▶ [Task directions]
Copy every line of the records below word for word, leaving the pictures out of your answer.

[Records from a labeling collection]
========================
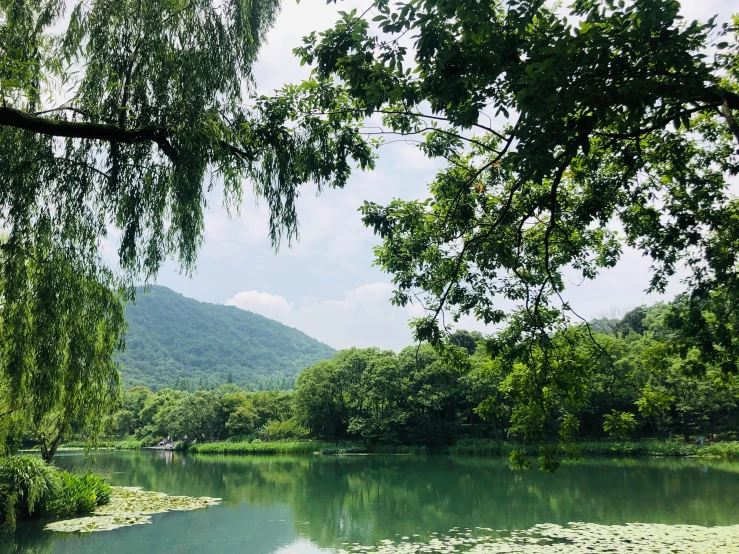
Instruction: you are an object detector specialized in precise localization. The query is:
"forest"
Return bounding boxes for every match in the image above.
[118,286,334,390]
[0,0,739,540]
[88,302,739,450]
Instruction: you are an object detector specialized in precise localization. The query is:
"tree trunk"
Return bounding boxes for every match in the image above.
[41,434,62,464]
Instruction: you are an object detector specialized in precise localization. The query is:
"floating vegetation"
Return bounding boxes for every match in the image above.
[44,487,221,533]
[337,523,739,554]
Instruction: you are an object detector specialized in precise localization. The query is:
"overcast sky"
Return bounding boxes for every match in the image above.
[149,0,739,349]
========================
▶ [Response to the exercise]
Instruction: you are an object detector specialized in precise localization. The query is:
"forest"
Return bounding boxes for every match in the image above.
[118,286,334,390]
[0,0,739,540]
[88,302,739,450]
Instruction: you are an object detector specialized in precise localization. The query is:
"tree trunk"
Return bounding boxes for every match in the image above.
[41,434,62,464]
Instruction: you are an object detector specialized in precise localization. The query is:
"floating vegetation"
Return bounding boxes for every match in the image above.
[44,487,221,533]
[337,523,739,554]
Instruction: you are an object detector specialized in precise localization. The query is:
"overcast sky"
Return bounding boxes for every match in the image above.
[149,0,739,349]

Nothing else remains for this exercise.